Post by eradicator »

Bilka wrote:
Tue Mar 30, 2021 4:50 pm
I think if you are looking for UPS optimisation in a similar form to speedrunning, UPS Wars are close to that. Though that is somewhat far from megabasing.
UPS was just one example of things I find interesting about megabasing. I also find the logistic complexity at large scale very appealing. Makes me wonder if there would be interest in an UPS War about building one of those self-contained micro-factory blocks.
Bilka wrote:
Tue Mar 30, 2021 4:50 pm
The definitions for speedruns that you describe exist on the speedrun.com leaderboards and the attached community which organizes and votes on rules. There are also speedruns outside of those leaderboards that follow other rule sets, that are not comparable.
I see. I'm not really into speedrunning so I was unaware that there are different rule sets...
Bilka wrote:
Tue Mar 30, 2021 4:50 pm
I don't find this very unlike the UPS wars <-> general megabasing relation - defined rules allow for comparison, but there will always be creations outside of those rules.
...but for megabases there doesn't seem to be even a single ruleset? I've only seen that some builders self-impose rules on their own creations. Maybe if I assume that ("no bots") is a complete ruleset, even if it contains only one rule, I can compare at least some factories.
Bilka wrote:
Tue Mar 30, 2021 4:50 pm
The disadvantage of any defined rule set is that not everyone will like it. For something with an already high entry barrier like megabasing (not UPS wars), I could imagine that the entry barrier to any possible leaderboard would be so high that virtually no one will create things for it
Wasn't really thinking of a leaderbord, but maybe "comparability" implies that? Though I'm not sure if such a thing doesn't already exist at least in peoples minds. After all, SPM is already used for comparison.
Bilka wrote:
Tue Mar 30, 2021 4:50 pm
I only have a meekly 1kspm to my name :)
Grats though! I haven't even made it that far yet for various reasons (time, motivation, hardware, starting new maps too often...).

§ Given task
Set down the portion of the forum post above that opens with the words containing "Post by eradicator" and closes with "different rule sets...", unchanged.

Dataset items
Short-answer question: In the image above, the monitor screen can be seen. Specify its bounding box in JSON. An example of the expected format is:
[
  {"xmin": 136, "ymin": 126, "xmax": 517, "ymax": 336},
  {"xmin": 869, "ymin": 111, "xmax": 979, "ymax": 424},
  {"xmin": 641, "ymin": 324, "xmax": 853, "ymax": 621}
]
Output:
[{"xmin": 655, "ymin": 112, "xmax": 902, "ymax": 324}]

§ Solved problem
Post by eradicator »

Bilka wrote:
Tue Mar 30, 2021 4:50 pm
I think if you are looking for UPS optimisation in a similar form to speedrunning, UPS Wars are close to that. Though that is somewhat far from megabasing.
UPS was just one example of things I find interesting about megabasing. I also find the logistic complexity at large scale very appealing. Makes me wonder if there would be interest in an UPS War about building one of those self-contained micro-factory blocks.
Bilka wrote:
Tue Mar 30, 2021 4:50 pm
The definitions for speedruns that you describe exist on the speedrun.com leaderboards and the attached community which organizes and votes on rules. There are also speedruns outside of those leaderboards that follow other rule sets, that are not comparable.
I see. I'm not really into speedrunning so I was unaware that there are different rule sets...